··· Material for this exercise

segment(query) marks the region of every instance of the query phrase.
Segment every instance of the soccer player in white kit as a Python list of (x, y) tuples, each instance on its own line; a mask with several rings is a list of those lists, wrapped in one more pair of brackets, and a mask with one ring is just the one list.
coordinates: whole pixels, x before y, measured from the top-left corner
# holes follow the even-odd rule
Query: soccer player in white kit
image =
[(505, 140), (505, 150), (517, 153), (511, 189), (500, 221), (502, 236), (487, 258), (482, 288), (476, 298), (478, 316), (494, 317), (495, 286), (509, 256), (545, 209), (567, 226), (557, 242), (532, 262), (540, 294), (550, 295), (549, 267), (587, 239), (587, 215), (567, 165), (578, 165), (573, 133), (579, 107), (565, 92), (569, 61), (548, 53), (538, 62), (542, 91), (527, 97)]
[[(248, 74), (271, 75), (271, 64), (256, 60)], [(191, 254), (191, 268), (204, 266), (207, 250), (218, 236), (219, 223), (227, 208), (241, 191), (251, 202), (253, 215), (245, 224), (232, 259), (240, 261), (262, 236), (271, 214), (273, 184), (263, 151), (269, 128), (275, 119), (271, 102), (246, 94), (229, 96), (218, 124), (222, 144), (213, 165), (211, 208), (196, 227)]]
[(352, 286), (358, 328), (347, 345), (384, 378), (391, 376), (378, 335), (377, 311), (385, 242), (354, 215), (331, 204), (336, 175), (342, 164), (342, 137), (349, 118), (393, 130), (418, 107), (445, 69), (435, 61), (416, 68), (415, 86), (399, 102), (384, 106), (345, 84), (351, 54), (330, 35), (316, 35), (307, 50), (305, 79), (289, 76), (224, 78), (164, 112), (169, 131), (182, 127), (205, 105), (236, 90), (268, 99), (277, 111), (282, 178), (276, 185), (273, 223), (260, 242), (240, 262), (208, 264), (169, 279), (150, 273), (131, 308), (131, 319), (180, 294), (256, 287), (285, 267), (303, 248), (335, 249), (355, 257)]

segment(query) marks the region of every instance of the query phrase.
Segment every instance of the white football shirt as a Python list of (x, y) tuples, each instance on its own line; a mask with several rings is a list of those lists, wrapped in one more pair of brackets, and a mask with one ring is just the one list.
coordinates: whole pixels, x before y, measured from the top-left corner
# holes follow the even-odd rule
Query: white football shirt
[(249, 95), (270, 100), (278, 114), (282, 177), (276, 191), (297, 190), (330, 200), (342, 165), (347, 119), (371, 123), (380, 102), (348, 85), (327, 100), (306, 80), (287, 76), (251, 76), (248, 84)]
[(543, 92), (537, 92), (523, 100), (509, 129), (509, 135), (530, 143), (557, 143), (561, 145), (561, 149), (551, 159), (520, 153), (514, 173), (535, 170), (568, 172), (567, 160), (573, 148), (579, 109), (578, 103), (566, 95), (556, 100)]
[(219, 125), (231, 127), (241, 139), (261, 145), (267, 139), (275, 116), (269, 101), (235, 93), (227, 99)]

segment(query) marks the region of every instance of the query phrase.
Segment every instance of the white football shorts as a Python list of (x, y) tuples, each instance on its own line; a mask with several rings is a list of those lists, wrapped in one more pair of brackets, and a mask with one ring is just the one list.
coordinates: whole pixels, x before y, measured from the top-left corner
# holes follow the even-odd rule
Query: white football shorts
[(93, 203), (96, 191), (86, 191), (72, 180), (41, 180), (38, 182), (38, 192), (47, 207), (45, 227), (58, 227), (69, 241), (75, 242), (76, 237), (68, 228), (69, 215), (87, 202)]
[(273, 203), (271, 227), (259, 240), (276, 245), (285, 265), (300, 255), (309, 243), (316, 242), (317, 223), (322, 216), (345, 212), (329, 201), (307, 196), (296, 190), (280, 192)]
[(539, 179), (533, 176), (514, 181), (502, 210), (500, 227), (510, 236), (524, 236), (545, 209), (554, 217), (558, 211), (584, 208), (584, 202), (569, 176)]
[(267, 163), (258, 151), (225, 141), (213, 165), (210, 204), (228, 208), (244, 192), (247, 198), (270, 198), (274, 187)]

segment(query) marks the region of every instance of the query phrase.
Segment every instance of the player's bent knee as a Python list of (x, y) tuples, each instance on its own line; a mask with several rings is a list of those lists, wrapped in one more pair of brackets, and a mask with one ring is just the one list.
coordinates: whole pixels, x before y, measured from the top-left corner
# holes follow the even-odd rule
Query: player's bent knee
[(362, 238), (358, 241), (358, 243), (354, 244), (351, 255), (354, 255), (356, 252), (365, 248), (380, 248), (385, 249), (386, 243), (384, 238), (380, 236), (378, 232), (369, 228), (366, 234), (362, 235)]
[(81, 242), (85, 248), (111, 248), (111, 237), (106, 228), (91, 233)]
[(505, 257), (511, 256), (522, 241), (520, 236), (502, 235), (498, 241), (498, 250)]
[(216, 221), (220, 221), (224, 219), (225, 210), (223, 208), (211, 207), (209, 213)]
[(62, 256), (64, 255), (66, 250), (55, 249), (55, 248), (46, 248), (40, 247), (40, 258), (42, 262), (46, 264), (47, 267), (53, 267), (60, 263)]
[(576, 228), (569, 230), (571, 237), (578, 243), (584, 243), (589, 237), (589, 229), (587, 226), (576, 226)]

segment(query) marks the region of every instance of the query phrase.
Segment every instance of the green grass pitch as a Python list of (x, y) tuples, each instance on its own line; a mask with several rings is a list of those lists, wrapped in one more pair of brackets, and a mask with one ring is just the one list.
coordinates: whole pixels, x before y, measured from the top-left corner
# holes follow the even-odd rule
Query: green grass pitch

······

If the string "pitch" appears in a line of the entries, report the line.

- [The completed task]
Segment every instance of the green grass pitch as a Python list of (x, y) tuples, each instance on its own line; a mask with several rings is a list of those lists, wrapped in one more pair of brackets, and a mask with one ring is just the one list.
Query: green grass pitch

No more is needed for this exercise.